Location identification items

■ ■ ■ ■ ■ ■ ■

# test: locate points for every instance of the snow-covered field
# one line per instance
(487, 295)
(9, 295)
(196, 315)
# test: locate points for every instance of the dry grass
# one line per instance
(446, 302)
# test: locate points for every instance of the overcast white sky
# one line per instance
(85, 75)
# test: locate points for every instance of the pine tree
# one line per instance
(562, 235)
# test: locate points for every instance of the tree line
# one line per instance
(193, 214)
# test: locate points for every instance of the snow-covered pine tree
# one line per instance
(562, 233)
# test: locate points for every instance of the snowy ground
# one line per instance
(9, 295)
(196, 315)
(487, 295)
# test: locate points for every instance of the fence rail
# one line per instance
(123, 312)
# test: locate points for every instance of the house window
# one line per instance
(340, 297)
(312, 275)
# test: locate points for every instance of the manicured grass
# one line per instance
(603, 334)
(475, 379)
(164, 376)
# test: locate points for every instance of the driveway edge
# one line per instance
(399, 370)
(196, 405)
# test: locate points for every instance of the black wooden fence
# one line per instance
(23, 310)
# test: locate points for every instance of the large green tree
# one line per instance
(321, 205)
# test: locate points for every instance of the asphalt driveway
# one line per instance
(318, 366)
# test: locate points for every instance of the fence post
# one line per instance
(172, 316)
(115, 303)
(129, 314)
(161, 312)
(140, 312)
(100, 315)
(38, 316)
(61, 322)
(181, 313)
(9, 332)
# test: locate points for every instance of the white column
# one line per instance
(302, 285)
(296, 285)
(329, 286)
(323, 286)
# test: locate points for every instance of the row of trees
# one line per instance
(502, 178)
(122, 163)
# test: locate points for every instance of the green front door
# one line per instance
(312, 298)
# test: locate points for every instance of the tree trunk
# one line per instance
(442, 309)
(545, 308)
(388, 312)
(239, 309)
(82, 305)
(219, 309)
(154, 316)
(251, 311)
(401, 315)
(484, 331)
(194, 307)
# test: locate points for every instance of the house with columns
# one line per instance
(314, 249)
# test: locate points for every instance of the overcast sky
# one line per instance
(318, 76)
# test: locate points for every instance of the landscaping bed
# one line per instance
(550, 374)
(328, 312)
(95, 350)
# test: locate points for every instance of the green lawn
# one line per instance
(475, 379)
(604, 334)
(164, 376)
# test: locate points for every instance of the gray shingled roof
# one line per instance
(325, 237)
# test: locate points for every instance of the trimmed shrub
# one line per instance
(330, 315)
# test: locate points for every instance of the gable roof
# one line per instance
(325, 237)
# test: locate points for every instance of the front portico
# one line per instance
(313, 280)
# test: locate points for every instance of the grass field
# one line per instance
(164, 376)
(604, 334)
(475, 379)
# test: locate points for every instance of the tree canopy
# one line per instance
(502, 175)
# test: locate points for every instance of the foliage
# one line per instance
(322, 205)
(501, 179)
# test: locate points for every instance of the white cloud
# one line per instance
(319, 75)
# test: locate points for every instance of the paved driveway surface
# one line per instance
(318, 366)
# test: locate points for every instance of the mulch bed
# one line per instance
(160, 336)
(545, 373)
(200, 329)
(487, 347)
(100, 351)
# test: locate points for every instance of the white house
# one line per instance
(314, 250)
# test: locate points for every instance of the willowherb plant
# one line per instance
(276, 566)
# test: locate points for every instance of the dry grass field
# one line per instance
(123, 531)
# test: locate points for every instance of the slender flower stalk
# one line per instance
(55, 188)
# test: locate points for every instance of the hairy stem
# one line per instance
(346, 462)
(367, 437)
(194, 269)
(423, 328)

■ ■ ■ ■ ■ ■ ■

## Short problem
Rewrite the items from the line containing "# test: locate points for every instance of the white cloud" through the last item, replacing "mulch bed" with "garden bed" and leaving every other word and line unchanged.

## The result
# test: locate points for every instance of the white cloud
# one line per instance
(319, 75)
# test: locate points for every instance of the paved driveway surface
# one line per instance
(318, 366)
# test: locate points for every instance of the garden bed
# one line per instance
(160, 336)
(545, 373)
(200, 329)
(487, 347)
(100, 351)
# test: locate points for every instance of the white house
# one line per instance
(314, 250)
# test: locate points for every instance of the willowherb plant
# one line per instance
(276, 566)
# test: locate points for every instance of the dry grass field
# one line per instance
(123, 531)
# test: locate points for every instance of the slender flower stalk
# one line per instance
(55, 188)
# test: locate points for every instance of the hairy stem
# one line per instance
(346, 462)
(367, 437)
(194, 269)
(423, 328)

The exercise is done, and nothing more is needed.